ASSIGNMENT —
Please give back word for word the lines below, from the first one through the one with "Where can you see the team".

ENTRIES SUPPLIED —
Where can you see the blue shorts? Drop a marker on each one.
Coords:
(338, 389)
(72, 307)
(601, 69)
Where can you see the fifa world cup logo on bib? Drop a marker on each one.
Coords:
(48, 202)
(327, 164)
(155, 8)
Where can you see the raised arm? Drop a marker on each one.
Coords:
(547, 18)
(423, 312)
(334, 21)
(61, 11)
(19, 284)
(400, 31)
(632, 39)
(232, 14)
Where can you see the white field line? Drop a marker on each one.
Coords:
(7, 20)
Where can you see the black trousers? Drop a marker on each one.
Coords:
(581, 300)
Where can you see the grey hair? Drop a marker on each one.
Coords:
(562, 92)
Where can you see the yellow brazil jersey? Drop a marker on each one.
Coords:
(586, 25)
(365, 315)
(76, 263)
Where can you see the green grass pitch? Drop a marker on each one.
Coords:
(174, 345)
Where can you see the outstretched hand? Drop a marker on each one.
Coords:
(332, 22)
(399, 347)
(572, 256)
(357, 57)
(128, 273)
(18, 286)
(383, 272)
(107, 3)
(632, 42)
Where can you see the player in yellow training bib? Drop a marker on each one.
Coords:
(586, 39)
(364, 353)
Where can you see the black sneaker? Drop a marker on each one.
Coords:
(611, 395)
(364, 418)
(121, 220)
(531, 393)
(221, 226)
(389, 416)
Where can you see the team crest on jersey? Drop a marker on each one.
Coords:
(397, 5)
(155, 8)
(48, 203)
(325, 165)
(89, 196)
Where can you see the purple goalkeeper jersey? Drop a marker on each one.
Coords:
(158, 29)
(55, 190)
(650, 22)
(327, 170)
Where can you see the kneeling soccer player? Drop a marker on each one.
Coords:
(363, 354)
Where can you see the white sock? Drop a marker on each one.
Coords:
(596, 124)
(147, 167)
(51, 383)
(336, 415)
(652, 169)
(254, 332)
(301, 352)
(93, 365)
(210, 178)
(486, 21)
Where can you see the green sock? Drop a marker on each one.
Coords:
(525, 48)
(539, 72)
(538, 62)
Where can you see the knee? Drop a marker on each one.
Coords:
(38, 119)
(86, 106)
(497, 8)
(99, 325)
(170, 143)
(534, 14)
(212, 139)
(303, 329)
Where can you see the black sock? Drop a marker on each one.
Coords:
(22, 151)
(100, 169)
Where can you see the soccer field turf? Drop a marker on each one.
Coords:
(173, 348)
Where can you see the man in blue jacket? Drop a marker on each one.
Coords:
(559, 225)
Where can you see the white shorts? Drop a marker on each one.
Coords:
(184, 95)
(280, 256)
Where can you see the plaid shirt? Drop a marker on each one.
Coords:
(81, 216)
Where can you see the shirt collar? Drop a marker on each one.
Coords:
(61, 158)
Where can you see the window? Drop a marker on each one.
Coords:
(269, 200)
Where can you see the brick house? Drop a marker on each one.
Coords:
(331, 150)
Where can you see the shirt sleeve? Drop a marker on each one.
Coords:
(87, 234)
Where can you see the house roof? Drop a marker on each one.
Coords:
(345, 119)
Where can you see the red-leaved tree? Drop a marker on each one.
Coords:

RESPONSE TO THIS TASK —
Where can you see the blue shorts? Drop a marker on each one.
Coords:
(338, 389)
(72, 307)
(601, 69)
Where can you see the fifa world cup logo on bib? Drop a marker on each one.
Coords:
(48, 202)
(327, 164)
(155, 8)
Where can you see the raised arm? Drop a marker on each one.
Coords:
(547, 18)
(423, 312)
(334, 21)
(61, 11)
(19, 284)
(400, 31)
(632, 39)
(232, 14)
Where can you see the white field line? Drop a marker on each one.
Coords:
(7, 20)
Where can you see the black trousers? Drop a marker on each one.
Coords:
(581, 300)
Where can you see the grey hair? Drop a marker on each one.
Coords:
(562, 92)
Where can you see the yellow brazil jersey? Drop a marker on each one.
Coords:
(586, 25)
(365, 315)
(76, 263)
Where can you see the green grass pitch? Drop a marker on each one.
Coords:
(174, 345)
Where can you see the outstretched hand? Drop a marker on each one.
Coords:
(332, 22)
(399, 347)
(572, 256)
(357, 57)
(128, 273)
(18, 286)
(383, 272)
(107, 3)
(632, 42)
Where can you see the player in yellow training bib? Drop a marker on each one.
Coords:
(586, 39)
(364, 353)
Where can you see the black sneaker? Drop a marker on each one.
Coords:
(611, 395)
(364, 418)
(121, 220)
(531, 393)
(221, 226)
(389, 416)
Where can you see the team crest on jersey? Drop a marker on each one.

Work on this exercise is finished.